◆ WHAT TO WORK ON ◆
(1) Which four underlying trends does the passage on new business formation name?
(2) According to the passage on new business formation, why has time spent within social apps grown 17%? Answer in one to three sentences.
(3) Could you extend the passage on new business formation, starting after its final sentence about the platforms creators use?

◆ SUPPLIED PASSAGE ◆
# # #
I have seen a sea change for new business formation. Since the pandemic, hybrid work has taken off and has created a paradigm shift in how the world functions.
Since 2020, the United States has average around 400,000 monthly new business applications. Pre-pandemic this future was about 300,000… and often in the mid 200,000s.
This 33% lift in monthly new business applications has a lot to do with four underlying trends.
- The shift to digital products and services
- The growth in the creator economy
- The acceptance of remote work
- The growing interest in finding work via marketplaces
For example, the creator economy refers to the increasing trend of individuals creating and monetizing their products or content and doing so through various online platforms and communities.
Last week, we shared data around the amount of time spent within social apps growing 17%. That data point is in large part due to improving content. Creators can be content creators, developers, designers, makers, influencers, and more. They use platforms such as YouTube, TikTok, Instagram, Twitch, and Substack.
# # #
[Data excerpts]
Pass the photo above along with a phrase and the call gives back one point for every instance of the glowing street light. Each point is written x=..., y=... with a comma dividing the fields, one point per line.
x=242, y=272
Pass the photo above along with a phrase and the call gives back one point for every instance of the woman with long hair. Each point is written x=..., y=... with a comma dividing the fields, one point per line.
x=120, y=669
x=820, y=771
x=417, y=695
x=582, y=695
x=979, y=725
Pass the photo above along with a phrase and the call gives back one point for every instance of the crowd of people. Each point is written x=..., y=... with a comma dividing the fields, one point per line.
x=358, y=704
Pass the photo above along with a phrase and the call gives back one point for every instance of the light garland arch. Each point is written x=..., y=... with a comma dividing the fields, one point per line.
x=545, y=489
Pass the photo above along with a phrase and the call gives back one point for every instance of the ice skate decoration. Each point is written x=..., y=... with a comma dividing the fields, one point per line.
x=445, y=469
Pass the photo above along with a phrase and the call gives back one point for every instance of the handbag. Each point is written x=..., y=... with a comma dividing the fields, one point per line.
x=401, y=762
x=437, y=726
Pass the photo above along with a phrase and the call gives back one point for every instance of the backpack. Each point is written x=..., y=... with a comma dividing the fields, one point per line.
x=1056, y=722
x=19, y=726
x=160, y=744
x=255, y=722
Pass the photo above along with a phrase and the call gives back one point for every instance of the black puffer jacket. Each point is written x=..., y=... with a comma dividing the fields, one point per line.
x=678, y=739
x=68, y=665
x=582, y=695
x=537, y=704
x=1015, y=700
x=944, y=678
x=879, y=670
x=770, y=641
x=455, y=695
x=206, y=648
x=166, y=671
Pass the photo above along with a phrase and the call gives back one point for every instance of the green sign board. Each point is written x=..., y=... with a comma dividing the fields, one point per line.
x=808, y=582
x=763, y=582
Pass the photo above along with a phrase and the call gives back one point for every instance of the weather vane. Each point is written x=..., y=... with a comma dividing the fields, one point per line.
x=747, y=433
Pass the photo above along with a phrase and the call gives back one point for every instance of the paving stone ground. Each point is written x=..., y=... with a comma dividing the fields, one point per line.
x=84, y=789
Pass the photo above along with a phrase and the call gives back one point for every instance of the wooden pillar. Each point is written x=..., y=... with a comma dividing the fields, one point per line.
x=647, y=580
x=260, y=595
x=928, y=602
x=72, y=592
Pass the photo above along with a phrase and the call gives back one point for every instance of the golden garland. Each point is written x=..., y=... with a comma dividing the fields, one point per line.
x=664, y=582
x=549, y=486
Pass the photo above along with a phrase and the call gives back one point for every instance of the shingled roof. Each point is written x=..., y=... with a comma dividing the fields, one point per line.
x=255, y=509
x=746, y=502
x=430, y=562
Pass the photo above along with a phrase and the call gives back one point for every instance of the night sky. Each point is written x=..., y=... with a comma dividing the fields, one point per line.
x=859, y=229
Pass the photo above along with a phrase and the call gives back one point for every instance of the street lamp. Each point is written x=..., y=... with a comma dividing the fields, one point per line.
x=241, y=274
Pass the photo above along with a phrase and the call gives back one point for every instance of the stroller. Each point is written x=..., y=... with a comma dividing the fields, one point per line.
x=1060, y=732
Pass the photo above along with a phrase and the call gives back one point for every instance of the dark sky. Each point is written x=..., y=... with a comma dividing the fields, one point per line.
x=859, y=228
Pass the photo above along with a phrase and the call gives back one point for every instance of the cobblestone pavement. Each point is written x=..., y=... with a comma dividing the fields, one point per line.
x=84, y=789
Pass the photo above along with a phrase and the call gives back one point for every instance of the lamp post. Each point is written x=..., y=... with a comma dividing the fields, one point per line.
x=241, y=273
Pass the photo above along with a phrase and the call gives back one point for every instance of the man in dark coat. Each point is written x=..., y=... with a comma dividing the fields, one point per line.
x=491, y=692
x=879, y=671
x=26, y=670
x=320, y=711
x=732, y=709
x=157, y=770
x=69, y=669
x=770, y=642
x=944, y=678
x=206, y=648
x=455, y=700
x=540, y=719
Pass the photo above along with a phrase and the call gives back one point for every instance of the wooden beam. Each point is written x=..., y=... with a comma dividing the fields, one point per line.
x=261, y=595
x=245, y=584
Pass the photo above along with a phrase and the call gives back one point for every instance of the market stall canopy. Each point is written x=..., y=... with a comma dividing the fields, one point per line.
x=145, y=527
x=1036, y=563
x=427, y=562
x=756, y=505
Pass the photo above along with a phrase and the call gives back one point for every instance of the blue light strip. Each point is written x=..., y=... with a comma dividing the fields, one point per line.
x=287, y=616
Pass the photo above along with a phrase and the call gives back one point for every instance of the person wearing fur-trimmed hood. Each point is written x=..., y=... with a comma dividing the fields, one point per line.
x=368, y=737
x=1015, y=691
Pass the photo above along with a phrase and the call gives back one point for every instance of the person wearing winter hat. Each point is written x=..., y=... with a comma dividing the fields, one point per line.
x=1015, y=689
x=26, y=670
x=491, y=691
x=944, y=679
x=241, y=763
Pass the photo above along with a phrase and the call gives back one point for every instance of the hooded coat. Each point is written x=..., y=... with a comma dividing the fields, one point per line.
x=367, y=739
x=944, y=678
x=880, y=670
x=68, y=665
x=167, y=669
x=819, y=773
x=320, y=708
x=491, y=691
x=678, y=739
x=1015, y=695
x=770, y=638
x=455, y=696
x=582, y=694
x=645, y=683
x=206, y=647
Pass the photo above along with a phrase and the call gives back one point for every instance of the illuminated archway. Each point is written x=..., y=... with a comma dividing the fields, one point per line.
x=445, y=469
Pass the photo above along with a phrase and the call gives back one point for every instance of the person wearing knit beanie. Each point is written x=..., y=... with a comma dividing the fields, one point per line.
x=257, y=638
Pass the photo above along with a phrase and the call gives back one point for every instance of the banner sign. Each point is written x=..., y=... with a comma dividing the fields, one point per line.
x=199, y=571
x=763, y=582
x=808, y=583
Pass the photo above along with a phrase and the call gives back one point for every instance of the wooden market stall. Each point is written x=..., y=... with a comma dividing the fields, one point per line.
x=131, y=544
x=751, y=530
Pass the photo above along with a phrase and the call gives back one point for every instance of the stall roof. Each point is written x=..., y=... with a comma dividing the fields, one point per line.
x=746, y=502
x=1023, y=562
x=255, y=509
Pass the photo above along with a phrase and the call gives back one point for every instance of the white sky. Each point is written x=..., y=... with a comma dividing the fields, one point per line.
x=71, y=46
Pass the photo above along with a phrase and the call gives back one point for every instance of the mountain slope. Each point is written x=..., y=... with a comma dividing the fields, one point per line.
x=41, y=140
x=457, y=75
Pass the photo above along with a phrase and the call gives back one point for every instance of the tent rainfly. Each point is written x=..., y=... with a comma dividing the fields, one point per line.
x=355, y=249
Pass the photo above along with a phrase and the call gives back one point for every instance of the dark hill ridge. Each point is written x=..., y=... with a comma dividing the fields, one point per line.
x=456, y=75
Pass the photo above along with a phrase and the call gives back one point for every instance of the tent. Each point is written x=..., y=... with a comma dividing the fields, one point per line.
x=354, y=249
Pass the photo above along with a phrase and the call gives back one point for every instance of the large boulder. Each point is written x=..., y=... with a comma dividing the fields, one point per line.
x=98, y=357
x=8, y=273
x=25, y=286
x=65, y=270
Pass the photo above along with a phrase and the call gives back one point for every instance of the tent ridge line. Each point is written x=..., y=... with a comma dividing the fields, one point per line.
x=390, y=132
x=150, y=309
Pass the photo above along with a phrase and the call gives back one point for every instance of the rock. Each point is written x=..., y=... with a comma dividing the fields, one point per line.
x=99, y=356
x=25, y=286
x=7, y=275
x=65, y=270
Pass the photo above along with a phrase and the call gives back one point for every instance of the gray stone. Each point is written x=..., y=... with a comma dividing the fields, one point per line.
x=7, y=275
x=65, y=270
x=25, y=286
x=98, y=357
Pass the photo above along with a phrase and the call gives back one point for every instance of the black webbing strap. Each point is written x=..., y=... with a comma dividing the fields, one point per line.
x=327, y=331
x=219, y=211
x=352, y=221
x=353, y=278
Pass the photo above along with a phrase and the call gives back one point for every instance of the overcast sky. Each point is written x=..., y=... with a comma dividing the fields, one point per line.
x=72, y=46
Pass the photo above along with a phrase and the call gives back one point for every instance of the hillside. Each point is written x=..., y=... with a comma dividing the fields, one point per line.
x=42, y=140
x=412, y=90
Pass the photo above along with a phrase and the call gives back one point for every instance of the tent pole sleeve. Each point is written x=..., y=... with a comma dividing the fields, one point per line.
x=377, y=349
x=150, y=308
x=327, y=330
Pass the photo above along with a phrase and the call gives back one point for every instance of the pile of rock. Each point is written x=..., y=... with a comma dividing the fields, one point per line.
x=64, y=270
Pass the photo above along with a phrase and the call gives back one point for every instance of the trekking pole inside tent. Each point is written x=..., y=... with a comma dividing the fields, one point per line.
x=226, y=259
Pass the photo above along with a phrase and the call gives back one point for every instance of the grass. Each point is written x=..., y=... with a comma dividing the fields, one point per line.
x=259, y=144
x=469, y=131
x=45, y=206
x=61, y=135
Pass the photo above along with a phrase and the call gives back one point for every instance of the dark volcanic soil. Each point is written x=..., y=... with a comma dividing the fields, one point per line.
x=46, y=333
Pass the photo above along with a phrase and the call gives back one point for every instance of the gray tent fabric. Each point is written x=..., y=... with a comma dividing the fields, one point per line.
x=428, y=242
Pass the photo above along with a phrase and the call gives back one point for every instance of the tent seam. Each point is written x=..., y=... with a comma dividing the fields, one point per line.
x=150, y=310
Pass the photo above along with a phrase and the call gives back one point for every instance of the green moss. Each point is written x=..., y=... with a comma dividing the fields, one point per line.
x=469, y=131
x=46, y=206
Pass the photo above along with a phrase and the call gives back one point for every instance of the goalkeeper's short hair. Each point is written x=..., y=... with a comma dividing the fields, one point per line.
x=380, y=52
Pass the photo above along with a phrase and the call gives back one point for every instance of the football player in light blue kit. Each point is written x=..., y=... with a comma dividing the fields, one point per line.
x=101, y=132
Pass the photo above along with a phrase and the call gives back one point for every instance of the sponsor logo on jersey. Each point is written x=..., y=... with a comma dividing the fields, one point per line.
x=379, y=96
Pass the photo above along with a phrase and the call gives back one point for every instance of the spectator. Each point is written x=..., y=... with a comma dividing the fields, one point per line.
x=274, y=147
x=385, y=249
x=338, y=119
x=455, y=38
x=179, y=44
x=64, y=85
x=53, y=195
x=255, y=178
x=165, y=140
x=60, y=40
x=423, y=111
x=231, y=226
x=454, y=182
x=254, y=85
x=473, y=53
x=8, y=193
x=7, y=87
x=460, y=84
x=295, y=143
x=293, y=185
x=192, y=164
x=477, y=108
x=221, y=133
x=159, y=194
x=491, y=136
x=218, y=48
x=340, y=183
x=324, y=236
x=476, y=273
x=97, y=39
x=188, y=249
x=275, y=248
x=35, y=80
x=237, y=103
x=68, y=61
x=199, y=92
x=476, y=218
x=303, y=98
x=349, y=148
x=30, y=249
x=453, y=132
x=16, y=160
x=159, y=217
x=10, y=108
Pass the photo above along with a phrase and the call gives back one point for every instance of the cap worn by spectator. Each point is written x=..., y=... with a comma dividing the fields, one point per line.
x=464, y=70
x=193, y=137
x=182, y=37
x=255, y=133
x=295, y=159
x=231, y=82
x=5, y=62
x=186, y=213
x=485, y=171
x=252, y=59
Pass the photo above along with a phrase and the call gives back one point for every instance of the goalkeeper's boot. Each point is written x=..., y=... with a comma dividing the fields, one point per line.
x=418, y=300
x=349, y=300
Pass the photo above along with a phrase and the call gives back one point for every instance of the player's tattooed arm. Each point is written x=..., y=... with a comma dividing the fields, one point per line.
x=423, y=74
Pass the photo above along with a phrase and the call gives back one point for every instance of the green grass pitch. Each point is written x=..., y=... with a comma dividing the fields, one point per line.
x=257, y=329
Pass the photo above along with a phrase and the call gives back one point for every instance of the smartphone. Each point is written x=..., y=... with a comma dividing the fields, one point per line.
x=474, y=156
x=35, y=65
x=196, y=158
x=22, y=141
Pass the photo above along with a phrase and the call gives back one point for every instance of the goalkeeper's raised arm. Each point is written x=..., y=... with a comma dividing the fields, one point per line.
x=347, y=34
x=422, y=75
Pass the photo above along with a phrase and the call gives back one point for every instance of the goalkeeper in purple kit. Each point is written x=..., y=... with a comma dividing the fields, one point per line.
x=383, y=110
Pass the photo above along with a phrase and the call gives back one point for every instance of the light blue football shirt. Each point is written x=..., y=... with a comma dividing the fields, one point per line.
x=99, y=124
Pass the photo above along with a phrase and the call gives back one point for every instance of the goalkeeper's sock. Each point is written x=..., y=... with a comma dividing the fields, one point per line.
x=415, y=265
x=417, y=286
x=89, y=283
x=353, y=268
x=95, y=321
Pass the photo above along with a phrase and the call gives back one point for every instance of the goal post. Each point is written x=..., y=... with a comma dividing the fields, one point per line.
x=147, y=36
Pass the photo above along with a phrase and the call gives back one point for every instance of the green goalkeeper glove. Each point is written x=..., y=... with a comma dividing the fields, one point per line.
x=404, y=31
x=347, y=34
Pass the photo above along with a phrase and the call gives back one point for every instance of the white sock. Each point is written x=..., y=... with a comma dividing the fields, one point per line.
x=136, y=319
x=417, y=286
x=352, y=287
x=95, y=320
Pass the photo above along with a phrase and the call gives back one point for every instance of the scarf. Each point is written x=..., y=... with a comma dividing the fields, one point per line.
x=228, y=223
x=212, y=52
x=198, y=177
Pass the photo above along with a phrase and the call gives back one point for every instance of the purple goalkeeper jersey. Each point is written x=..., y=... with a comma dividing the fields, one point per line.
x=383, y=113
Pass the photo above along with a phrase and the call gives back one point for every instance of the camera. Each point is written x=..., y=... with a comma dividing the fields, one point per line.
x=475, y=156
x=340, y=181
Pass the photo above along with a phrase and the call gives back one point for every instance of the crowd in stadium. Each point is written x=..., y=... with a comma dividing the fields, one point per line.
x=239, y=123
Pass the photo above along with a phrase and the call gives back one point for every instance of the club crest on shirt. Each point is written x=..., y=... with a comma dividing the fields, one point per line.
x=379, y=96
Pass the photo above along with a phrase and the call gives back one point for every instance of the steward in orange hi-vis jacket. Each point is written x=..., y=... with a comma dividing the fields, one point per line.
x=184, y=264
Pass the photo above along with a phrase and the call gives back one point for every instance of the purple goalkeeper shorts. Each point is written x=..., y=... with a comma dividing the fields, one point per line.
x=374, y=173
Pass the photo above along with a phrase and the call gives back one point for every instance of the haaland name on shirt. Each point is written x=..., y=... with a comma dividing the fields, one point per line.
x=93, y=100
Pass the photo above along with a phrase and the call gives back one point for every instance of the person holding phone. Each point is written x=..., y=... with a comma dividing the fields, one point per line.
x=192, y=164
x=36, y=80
# # #
◆ RESPONSES BY TASK ◆
(1)
- The shift to digital products and services
- The growth in the creator economy
- The acceptance of remote work
- The growing interest in finding work via marketplaces

(2) That growth is in large part due to improving content. The content comes from creators such as content creators, developers, designers, makers and influencers, who use platforms like YouTube, TikTok, Instagram, Twitch and Substack.

(3)
Potential Investment Implications
New business formation is often called the “lifeblood” of the economy and is at the core of innovation and drives economic progress. New businesses bring new ideas, products, and services to the market, which can lead to increased competition and ultimately better products for all of us.
Many companies serve the new businesses, new creators, or the well-recognized professionals ready to leap. Companies like Canva allow the designer to flourish. Wix enables a company to get a digital presence. Block provides a point of sale for the new cafe down the street, and Intuits QuickBooks provides businesses visibility into their financials.
The author or his firm have positions in the mentioned companies and underlying securities at the time of publication. Any opinions expressed herein are solely those of the author, and do not in any way represent the views or opinions of any other person or entity.